• [Stated task] Write out each record below exactly as it appears, with no pictures.

• [Input rows]
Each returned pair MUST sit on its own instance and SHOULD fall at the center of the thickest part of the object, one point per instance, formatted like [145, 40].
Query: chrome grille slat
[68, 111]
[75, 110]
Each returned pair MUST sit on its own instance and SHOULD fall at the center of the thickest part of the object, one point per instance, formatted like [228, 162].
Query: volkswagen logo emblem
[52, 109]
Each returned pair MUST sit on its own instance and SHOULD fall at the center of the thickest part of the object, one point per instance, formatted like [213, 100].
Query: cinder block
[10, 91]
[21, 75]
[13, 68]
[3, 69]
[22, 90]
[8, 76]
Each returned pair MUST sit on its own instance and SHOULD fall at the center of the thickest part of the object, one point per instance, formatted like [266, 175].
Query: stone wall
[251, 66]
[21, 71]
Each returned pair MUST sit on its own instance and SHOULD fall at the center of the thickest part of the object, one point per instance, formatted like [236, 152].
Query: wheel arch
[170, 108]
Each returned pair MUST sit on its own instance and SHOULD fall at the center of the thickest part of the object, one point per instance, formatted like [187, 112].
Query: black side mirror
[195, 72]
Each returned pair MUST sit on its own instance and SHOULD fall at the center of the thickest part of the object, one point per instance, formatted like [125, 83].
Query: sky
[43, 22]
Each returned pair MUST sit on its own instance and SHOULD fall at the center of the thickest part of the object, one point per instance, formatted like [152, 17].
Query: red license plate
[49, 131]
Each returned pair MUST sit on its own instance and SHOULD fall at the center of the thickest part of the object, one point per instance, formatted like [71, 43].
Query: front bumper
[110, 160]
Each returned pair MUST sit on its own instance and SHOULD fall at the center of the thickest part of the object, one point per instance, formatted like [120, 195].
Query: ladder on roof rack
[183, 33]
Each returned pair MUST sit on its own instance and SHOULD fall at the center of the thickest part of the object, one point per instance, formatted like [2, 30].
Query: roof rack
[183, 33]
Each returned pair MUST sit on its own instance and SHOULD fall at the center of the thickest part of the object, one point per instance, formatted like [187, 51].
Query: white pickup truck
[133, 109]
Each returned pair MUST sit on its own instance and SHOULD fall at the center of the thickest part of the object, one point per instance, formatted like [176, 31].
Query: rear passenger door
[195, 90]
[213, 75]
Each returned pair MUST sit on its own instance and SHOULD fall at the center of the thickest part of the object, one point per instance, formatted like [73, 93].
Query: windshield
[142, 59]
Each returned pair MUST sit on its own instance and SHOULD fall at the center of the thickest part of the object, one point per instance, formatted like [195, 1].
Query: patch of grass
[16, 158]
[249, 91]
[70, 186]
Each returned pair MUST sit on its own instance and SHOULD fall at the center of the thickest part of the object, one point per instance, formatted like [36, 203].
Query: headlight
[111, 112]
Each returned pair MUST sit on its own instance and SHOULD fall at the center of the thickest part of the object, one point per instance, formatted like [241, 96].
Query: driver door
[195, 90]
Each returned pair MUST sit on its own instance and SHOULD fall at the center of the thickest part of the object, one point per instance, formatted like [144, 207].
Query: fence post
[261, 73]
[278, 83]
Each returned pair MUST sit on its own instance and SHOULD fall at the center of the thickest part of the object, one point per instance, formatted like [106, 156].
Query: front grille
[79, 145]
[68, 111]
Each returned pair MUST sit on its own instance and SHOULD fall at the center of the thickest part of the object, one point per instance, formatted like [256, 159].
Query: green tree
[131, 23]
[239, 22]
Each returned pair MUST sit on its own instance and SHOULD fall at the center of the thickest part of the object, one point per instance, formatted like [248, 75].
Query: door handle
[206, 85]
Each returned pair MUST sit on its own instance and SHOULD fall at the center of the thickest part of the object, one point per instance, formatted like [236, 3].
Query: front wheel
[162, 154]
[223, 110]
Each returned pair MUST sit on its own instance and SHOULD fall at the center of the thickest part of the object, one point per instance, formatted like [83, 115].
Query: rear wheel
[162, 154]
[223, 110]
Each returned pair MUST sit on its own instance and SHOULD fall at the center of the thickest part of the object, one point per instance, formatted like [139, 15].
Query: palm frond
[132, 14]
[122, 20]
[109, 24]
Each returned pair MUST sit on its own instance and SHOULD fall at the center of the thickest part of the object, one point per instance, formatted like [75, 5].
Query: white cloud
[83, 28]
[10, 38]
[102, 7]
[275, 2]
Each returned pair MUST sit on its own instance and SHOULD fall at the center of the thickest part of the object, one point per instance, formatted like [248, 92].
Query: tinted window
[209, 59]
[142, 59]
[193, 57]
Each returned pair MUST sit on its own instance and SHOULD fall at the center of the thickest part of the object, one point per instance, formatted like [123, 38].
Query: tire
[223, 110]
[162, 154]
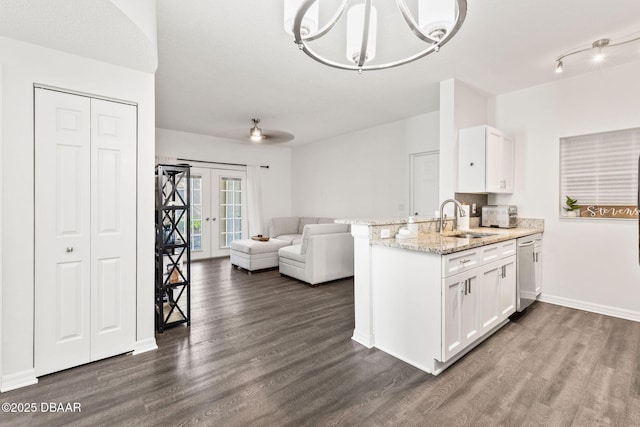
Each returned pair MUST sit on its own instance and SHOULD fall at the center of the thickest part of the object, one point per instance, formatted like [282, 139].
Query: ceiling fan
[257, 135]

• [Exercise result]
Each returned pair MUST sit on its own instance and SHOULD fall at the center of the thickest part of the object, one point per instance, formatted like [145, 40].
Query: chrome grille slat
[68, 111]
[75, 110]
Each returned pair MUST sit on its own instance and SHOULD fall at the center of the thickest part of the object, one point per instance, formatted like [228, 162].
Query: volkswagen logo emblem
[52, 109]
Each returned pair MUST sit on its own instance and SHOULD fall at the center of the thickest part of the object, one point per instance, formatted like [213, 100].
Query: cinder block
[10, 91]
[21, 75]
[13, 68]
[3, 69]
[22, 90]
[8, 76]
Each returned pair MUST sit on its own instance and SHOULD fall at the center of the thickest part of the object, one point per instance, formatted like [266, 175].
Query: stone wall
[251, 66]
[21, 71]
Each returned pair MUST sit on its own instance and SHOULD fall at the center of the thickest part of the object, one point per instance, formatted like [236, 152].
Query: wheel arch
[170, 108]
Each returned pair MUST sit on its own instance and SHOULD fall at the center of the thickest part of the object, one point per instance, formatted like [187, 112].
Query: black side mirror
[195, 72]
Each returned pair MUST sit on its own instance and SHOULD fall at the center of the thickest part of the object, one point per instance, formatted like [125, 83].
Query: sky
[43, 22]
Each returned pair MUST sit on its own instance and SHOULD fall at the center of the thickest part of the object, one point per instance, formatted like [152, 17].
Query: red license plate
[49, 131]
Each returned pair MUST sit on its own instance and SHOULD fall at the center of the thickest part of the object, one point per instance, formatted like [71, 43].
Query: front bumper
[110, 160]
Each returned pair MUST sit on its own instance and SHOULD fall at the center of the thickest part of the object, one point per instance, formatted like [120, 195].
Query: ladder on roof rack
[183, 33]
Each returned pair MUST sit on its own instance and SHOULD fall at the center of the thickest part of the object, one point per instance, formatted like [2, 30].
Query: roof rack
[183, 33]
Each returned pair MUST sit on its own instance and SHOULD fall at the center of the thickest part of the object, one point per instance, formatted like [187, 51].
Query: white pickup truck
[133, 109]
Each returned pair MUST sit on its own instance and SHOULD fall at the center of the thickest part of the object, one point per instance, formatted like [176, 31].
Query: rear passenger door
[195, 90]
[213, 75]
Each returned pair MUST sit on its own instance and SHOULD fall at the center of the thickest part of the object, one point per instance, formatted like [73, 93].
Query: windshield
[142, 59]
Each returned pair MUST sit on its own instance and SHOULD fall at the center of the thickest part of the object, one point per instance, formatted like [195, 1].
Query: patch of grass
[16, 158]
[249, 91]
[70, 186]
Each returned pair MUST sit on its own instance and SHOULD fall at the center of the thickest part of the object, one point per instance, formatted like [36, 203].
Query: headlight
[111, 112]
Each returned pair MUST sit on its own instance and SHOULD fall at the center of the thickest part of the object, one point per instance, formatted like [241, 96].
Query: driver door
[195, 90]
Each returned pair MUST sit on its own instance and SHOULD fall at the center of the thickest part of the object, one point per instance, formatted like [144, 207].
Query: fence post
[261, 73]
[278, 83]
Each returned pair MUST sit on its own instance and SHOULD fall at the center of the thickest part of the object, one point per instance, formatted like [106, 156].
Query: front grille
[79, 145]
[68, 111]
Each returned pair MUST sit on its own instance and SHOULD fall at the center of the thickest part of the object, one point per instance, formatted like [256, 159].
Query: green tree
[131, 23]
[239, 22]
Each returned pair MUST sit on its own instance and SHOULD fall at the center of the thickest part of the object, one point per instance, formatted like [248, 75].
Query: door handle
[206, 85]
Each returned pair MUST sit on its own instance and SHOULD fall at the center of the thickest part of the object, one point per instance, formatted like [236, 3].
Query: front wheel
[162, 154]
[223, 110]
Each returned pair MUST sit on its own instance and SHOULD fall at the center of the thickest part of the object, one point per instance, formatted like [83, 115].
Query: rear wheel
[162, 154]
[223, 110]
Each returned pair MUST sit on its own instance and SHOULD fall at the center of the thickest part of the object, one point per instance, formatted like [139, 15].
Query: palm frond
[132, 14]
[122, 20]
[109, 24]
Each returned pair MUST sit on its own instance and SHOULD fall at the center of the thickest part of the object, one point per instance, formatted like [75, 5].
Query: white cloud
[83, 28]
[10, 38]
[102, 7]
[275, 2]
Each returned pair MUST sit on its own instance and SHOULD fall at the center of the thickest part of the object, one point per instance, formatted like [248, 92].
Query: tinted window
[209, 59]
[142, 59]
[193, 57]
Each returned pair MUST sit on its own instance and SHOULD fall at the center of the thickest part of the object, one point per instance, formatted like [123, 38].
Query: tire
[223, 110]
[162, 154]
Each returned pair MUST sit on its own instance and SHOULD fall at the center of the thickest part of the object, one point per instance, formatted like [282, 139].
Query: ceiling fan
[257, 135]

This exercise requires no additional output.